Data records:
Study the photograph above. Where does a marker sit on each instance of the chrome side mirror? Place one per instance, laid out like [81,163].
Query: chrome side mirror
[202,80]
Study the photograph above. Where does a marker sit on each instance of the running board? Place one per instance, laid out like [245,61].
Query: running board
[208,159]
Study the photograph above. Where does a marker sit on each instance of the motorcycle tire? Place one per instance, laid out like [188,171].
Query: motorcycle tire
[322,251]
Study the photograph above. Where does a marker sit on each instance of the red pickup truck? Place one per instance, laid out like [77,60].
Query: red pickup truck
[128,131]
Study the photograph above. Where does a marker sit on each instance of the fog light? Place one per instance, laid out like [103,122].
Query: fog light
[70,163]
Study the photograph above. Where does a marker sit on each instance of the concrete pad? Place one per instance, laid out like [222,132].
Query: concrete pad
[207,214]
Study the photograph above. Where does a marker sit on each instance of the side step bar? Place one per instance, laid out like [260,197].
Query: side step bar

**WHAT TO PRODUCE:**
Each line, beginning at the one that contains "out like [103,122]." and continuing through the end of the records, must be written out exactly, first and last included.

**EXERCISE SOLUTION:**
Study the photograph above. Where does a marker sit on each instance of the fog light? Place one per instance, laid out like [103,122].
Query: fog light
[70,163]
Study the photograph above. Where does a marker sit on each instance of the concrete pad? Place one per instance, laid out like [222,132].
Query: concrete pad
[207,214]
Study the photograph above. Where does a marker sit on each instance of the side step bar? Place one per instance, laid out like [260,197].
Query: side step bar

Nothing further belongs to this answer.